» **Tasks to perform**:
1. According to the research news, which journal published the article on TesG?
2. Repeat the research news word for word from "Recently, a team" up to and including "the co-corresponding authors.".
3. Can you turn the paragraph of the research news that begins "Pseudomonas aeruginosa is a kind of important opportunist pathogen" into a short bulleted list that keeps its main facts?

» **Supplied text**:
Recently, a team led by Dr. Zhou Xikun from the State Key Laboratory of Biotherapy joined hands with the team led by Dr. Zhang Xiuyue from the School of Life Science of Sichuan University to release a research article of TesG Is a Type I Secretion Effector of Pseudomonas Aeruginosa That Suppresses the Host Immune Response during Chronic Infection on the internationally recognisable academic journal Nature Microbiology (Impact Factor14.174 ). Dr. Zhou Xikun and Dr. Zhang Xiuyue are the co-corresponding authors.
Pseudomonas aeruginosa is a kind of important opportunist pathogen, which can cause the morbidity in a couple of organs of flora and fauna, as well as human beings, particularly for the patients with incomplete immune functions, including burnt patients, pulmonary cystic fibrosis patients, patients with chronic obstructive lungs and patients suffering from bronchiectasia, posing a big threat to the health of the masses. P. aeruginosa has a large genome compared with other clinical isolated pathogens; therefore, this kind of bacterium can adapt to the environment by means of its complicated and changeable intracellular regulatory mechanism, and cause the acute and chronic lung infection by means of different intracellular metabolism and virulence systems.

[Free-text object descriptions]
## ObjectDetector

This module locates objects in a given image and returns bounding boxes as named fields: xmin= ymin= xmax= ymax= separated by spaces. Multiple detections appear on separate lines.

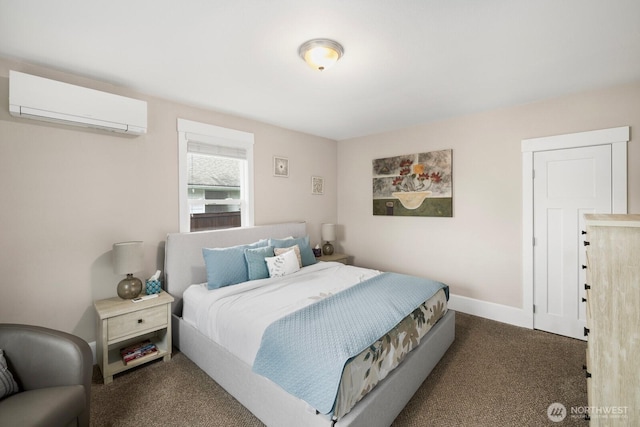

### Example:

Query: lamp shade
xmin=113 ymin=241 xmax=144 ymax=274
xmin=322 ymin=224 xmax=336 ymax=242
xmin=298 ymin=39 xmax=344 ymax=71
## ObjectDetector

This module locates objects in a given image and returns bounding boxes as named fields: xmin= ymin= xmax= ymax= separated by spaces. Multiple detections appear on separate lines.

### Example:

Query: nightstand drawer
xmin=107 ymin=305 xmax=167 ymax=341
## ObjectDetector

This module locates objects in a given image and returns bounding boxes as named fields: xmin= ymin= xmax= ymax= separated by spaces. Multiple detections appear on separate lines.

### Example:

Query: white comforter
xmin=183 ymin=262 xmax=380 ymax=366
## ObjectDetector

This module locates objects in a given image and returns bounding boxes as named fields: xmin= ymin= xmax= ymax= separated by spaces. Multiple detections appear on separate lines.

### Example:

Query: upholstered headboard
xmin=164 ymin=222 xmax=307 ymax=316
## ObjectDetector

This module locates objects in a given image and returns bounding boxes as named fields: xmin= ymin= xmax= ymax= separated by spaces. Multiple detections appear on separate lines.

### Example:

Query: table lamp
xmin=113 ymin=241 xmax=144 ymax=299
xmin=322 ymin=224 xmax=336 ymax=255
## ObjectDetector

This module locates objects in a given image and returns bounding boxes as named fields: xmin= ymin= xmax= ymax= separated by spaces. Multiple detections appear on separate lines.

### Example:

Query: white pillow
xmin=273 ymin=245 xmax=302 ymax=267
xmin=264 ymin=251 xmax=300 ymax=277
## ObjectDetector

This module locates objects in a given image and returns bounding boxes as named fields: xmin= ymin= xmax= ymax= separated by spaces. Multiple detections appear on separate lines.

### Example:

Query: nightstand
xmin=316 ymin=252 xmax=349 ymax=264
xmin=93 ymin=291 xmax=173 ymax=384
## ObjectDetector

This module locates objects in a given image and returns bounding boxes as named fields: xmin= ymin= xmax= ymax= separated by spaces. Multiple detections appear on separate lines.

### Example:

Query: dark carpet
xmin=91 ymin=313 xmax=588 ymax=427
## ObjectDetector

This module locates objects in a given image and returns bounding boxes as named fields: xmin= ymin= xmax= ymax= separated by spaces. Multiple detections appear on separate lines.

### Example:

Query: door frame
xmin=521 ymin=126 xmax=630 ymax=329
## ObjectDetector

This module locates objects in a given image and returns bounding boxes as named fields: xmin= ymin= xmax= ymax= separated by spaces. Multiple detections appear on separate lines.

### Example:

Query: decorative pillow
xmin=244 ymin=246 xmax=274 ymax=280
xmin=202 ymin=240 xmax=267 ymax=289
xmin=269 ymin=236 xmax=317 ymax=267
xmin=273 ymin=245 xmax=302 ymax=267
xmin=265 ymin=251 xmax=300 ymax=277
xmin=0 ymin=350 xmax=18 ymax=399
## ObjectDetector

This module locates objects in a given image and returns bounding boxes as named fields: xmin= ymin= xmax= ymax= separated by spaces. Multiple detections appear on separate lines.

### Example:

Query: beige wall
xmin=0 ymin=59 xmax=337 ymax=342
xmin=0 ymin=54 xmax=640 ymax=341
xmin=338 ymin=82 xmax=640 ymax=308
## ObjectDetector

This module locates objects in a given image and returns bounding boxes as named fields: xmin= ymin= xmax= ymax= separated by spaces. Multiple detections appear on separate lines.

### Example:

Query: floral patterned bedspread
xmin=333 ymin=289 xmax=447 ymax=419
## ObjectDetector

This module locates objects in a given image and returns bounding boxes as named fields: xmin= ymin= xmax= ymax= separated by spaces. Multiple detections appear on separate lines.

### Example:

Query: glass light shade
xmin=298 ymin=39 xmax=344 ymax=71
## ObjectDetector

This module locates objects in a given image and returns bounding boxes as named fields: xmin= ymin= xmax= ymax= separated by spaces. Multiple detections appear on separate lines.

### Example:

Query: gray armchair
xmin=0 ymin=324 xmax=93 ymax=427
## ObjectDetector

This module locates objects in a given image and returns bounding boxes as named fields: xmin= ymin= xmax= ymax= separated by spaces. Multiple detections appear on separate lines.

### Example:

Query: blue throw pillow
xmin=269 ymin=236 xmax=316 ymax=267
xmin=202 ymin=240 xmax=268 ymax=289
xmin=244 ymin=246 xmax=274 ymax=280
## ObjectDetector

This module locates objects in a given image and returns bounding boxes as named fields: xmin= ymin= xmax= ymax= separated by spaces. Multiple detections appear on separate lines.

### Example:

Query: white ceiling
xmin=0 ymin=0 xmax=640 ymax=140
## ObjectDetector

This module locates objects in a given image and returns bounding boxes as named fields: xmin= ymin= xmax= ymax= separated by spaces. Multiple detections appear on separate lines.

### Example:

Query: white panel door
xmin=533 ymin=145 xmax=612 ymax=339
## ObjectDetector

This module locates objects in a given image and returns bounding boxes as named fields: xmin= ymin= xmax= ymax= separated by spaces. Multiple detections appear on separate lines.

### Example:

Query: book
xmin=120 ymin=340 xmax=158 ymax=365
xmin=124 ymin=348 xmax=158 ymax=365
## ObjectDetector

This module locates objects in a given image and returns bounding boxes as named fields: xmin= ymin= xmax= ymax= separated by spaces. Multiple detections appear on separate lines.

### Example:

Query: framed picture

» **Solutions to the tasks**:
1. Nature Microbiology

2.
Recently, a team led by Dr. Zhou Xikun from the State Key Laboratory of Biotherapy joined hands with the team led by Dr. Zhang Xiuyue from the School of Life Science of Sichuan University to release a research article of TesG Is a Type I Secretion Effector of Pseudomonas Aeruginosa That Suppresses the Host Immune Response during Chronic Infection on the internationally recognisable academic journal Nature Microbiology (Impact Factor14.174 ). Dr. Zhou Xikun and Dr. Zhang Xiuyue are the co-corresponding authors.

3.
- Pseudomonas aeruginosa is an important opportunist pathogen that can cause disease in organs of plants, animals and humans.
- It especially threatens people with incomplete immune function: burn patients and patients with pulmonary cystic fibrosis, chronic obstructive lung disease or bronchiectasis.
- Its genome is large compared with other clinically isolated pathogens.
- Its complex, changeable intracellular regulatory mechanism lets it adapt to the environment.
- It causes acute and chronic lung infection through different intracellular metabolism and virulence systems.